Task objective
Print every line below without adding or leaving out a single word.
[[ Study material, beginning ]]
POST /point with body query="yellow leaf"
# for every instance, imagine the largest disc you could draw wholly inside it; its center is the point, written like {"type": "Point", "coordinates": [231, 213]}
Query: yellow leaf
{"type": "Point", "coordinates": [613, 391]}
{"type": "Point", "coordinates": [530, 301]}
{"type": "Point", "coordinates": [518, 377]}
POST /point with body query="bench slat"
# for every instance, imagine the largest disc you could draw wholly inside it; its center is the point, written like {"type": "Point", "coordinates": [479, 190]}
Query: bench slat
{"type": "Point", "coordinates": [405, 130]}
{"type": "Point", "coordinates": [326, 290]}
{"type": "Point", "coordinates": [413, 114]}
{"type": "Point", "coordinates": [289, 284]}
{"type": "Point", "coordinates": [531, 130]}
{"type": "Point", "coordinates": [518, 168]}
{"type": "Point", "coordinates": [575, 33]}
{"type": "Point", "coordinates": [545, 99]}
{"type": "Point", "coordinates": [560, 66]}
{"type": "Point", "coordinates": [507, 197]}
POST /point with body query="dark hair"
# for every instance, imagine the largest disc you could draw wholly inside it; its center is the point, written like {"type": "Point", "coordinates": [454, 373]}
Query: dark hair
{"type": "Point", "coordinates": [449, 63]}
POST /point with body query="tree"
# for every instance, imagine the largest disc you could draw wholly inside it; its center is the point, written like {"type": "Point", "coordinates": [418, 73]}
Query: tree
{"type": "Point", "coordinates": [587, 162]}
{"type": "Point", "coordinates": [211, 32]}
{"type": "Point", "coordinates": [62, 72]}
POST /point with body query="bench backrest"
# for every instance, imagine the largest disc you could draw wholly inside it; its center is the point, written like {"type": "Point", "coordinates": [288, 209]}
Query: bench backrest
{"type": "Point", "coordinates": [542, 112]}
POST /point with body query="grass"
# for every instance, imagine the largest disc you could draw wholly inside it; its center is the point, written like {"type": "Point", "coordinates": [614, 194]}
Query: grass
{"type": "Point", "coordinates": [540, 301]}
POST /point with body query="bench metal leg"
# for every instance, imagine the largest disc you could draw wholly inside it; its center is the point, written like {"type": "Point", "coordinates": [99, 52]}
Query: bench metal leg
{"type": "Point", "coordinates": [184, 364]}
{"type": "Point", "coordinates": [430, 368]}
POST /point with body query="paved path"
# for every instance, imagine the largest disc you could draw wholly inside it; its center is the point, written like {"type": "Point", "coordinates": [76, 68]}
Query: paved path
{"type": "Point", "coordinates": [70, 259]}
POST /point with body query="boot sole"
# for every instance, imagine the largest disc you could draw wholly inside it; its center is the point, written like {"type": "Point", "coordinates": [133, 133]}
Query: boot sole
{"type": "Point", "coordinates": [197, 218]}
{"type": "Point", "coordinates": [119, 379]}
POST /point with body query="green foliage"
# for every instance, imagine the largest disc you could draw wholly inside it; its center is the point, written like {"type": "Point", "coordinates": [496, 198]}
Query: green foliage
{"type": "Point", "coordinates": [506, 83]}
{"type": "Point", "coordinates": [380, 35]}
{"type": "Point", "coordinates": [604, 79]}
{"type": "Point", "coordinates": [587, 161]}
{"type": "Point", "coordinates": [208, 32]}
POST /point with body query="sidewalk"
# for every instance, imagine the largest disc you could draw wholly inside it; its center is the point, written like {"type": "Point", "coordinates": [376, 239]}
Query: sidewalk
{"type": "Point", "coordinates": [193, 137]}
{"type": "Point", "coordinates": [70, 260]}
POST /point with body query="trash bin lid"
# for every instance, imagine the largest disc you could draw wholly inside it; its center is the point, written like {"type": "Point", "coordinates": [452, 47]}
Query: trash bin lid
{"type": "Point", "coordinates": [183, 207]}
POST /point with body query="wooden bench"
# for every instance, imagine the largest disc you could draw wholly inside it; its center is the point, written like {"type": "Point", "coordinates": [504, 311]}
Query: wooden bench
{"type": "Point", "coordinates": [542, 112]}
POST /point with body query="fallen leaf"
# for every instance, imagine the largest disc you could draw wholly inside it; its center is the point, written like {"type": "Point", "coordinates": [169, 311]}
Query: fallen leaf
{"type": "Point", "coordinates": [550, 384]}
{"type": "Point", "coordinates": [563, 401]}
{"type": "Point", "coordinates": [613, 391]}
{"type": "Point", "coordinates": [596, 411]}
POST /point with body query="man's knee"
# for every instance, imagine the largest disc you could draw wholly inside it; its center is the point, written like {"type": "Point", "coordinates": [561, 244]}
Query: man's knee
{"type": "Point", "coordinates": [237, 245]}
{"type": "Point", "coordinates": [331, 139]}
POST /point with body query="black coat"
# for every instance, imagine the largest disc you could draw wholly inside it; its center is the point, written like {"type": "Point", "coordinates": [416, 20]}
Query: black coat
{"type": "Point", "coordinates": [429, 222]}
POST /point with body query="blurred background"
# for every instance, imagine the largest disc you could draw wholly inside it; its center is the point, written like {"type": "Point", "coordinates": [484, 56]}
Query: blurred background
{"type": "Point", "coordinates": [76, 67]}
[[ Study material, end ]]
Exercise result
POST /point with body query="yellow leaf"
# for every instance, imagine the largest disc you could draw wholly inside it; its center is the point, written like {"type": "Point", "coordinates": [231, 213]}
Query: yellow leaf
{"type": "Point", "coordinates": [613, 391]}
{"type": "Point", "coordinates": [530, 301]}
{"type": "Point", "coordinates": [518, 377]}
POST /point with body query="bench slat"
# for every instance, imagine the largest disc you could draw wholly inside it; its center is the point, written like {"type": "Point", "coordinates": [479, 190]}
Query: bench slat
{"type": "Point", "coordinates": [405, 130]}
{"type": "Point", "coordinates": [326, 290]}
{"type": "Point", "coordinates": [413, 114]}
{"type": "Point", "coordinates": [289, 284]}
{"type": "Point", "coordinates": [531, 130]}
{"type": "Point", "coordinates": [518, 168]}
{"type": "Point", "coordinates": [575, 33]}
{"type": "Point", "coordinates": [545, 99]}
{"type": "Point", "coordinates": [560, 66]}
{"type": "Point", "coordinates": [507, 197]}
POST /point with body query="dark hair"
# for every instance, imagine the largest disc you could draw wholly inside it; its center is the point, written like {"type": "Point", "coordinates": [454, 373]}
Query: dark hair
{"type": "Point", "coordinates": [449, 63]}
POST /point with body query="tree"
# for every instance, imagine the largest disc you could draw wholly inside it; its center is the point, written like {"type": "Point", "coordinates": [418, 73]}
Query: tree
{"type": "Point", "coordinates": [587, 162]}
{"type": "Point", "coordinates": [211, 32]}
{"type": "Point", "coordinates": [62, 72]}
POST /point with body query="bench backrest"
# for every instance, imagine the largest disc you could draw wholly inside it; its center is the point, written like {"type": "Point", "coordinates": [288, 209]}
Query: bench backrest
{"type": "Point", "coordinates": [542, 112]}
POST /point with body query="grass"
# for every instance, imagine the largest disc you could draw wholly inside it; its center is the point, written like {"type": "Point", "coordinates": [614, 194]}
Query: grass
{"type": "Point", "coordinates": [540, 301]}
POST /point with body query="bench metal leg"
# for every instance, imagine the largest disc you could draw wholly inside it; its center is the point, written like {"type": "Point", "coordinates": [99, 52]}
Query: bench metal leg
{"type": "Point", "coordinates": [184, 364]}
{"type": "Point", "coordinates": [430, 368]}
POST /point with body query="paved path"
# for every instance, imagine the largest disc you could draw wholly inside it; its center is the point, written like {"type": "Point", "coordinates": [76, 68]}
Query: paved path
{"type": "Point", "coordinates": [70, 259]}
POST /point with body query="boot sole"
# for every instance, imagine the largest disc you could draw wholly inside it; its center is the point, written like {"type": "Point", "coordinates": [133, 133]}
Query: boot sole
{"type": "Point", "coordinates": [197, 218]}
{"type": "Point", "coordinates": [119, 379]}
POST /point with body query="green foliage"
# for every instance, imagine the largest disc you could draw wholly inside it; its center is the point, written like {"type": "Point", "coordinates": [496, 198]}
Query: green foliage
{"type": "Point", "coordinates": [506, 83]}
{"type": "Point", "coordinates": [380, 35]}
{"type": "Point", "coordinates": [604, 79]}
{"type": "Point", "coordinates": [587, 161]}
{"type": "Point", "coordinates": [208, 32]}
POST /point with body query="sidewalk"
# for every instance, imagine the largest disc you could draw wholly inside it; its center is the point, written like {"type": "Point", "coordinates": [376, 239]}
Query: sidewalk
{"type": "Point", "coordinates": [193, 137]}
{"type": "Point", "coordinates": [70, 260]}
POST /point with body query="trash bin lid"
# for every instance, imagine the largest disc you could draw wholly inside it; its center is the point, written like {"type": "Point", "coordinates": [452, 47]}
Query: trash bin lid
{"type": "Point", "coordinates": [183, 207]}
POST /point with body query="wooden bench"
# for every instance, imagine the largest disc you could draw wholly inside it; its center is the point, written like {"type": "Point", "coordinates": [504, 311]}
Query: wooden bench
{"type": "Point", "coordinates": [542, 112]}
POST /point with body query="fallen leaf"
# for every instance, imagine the largest disc you could draw wholly inside it; its center is the point, written like {"type": "Point", "coordinates": [169, 311]}
Query: fallen leaf
{"type": "Point", "coordinates": [550, 384]}
{"type": "Point", "coordinates": [563, 401]}
{"type": "Point", "coordinates": [613, 391]}
{"type": "Point", "coordinates": [596, 411]}
POST /point with body query="man's knee"
# for every instance, imagine the largest disc you could draw wholly inside it; its center is the point, written like {"type": "Point", "coordinates": [561, 244]}
Query: man's knee
{"type": "Point", "coordinates": [237, 245]}
{"type": "Point", "coordinates": [331, 139]}
POST /point with body query="black coat"
# for every instance, imagine the largest disc you could draw wholly inside it; its center is the point, written like {"type": "Point", "coordinates": [416, 20]}
Query: black coat
{"type": "Point", "coordinates": [429, 222]}
POST /point with body query="blurred background"
# for every instance, imagine the largest disc you could draw wholly inside it; its center is the point, written like {"type": "Point", "coordinates": [484, 56]}
Query: blurred background
{"type": "Point", "coordinates": [76, 67]}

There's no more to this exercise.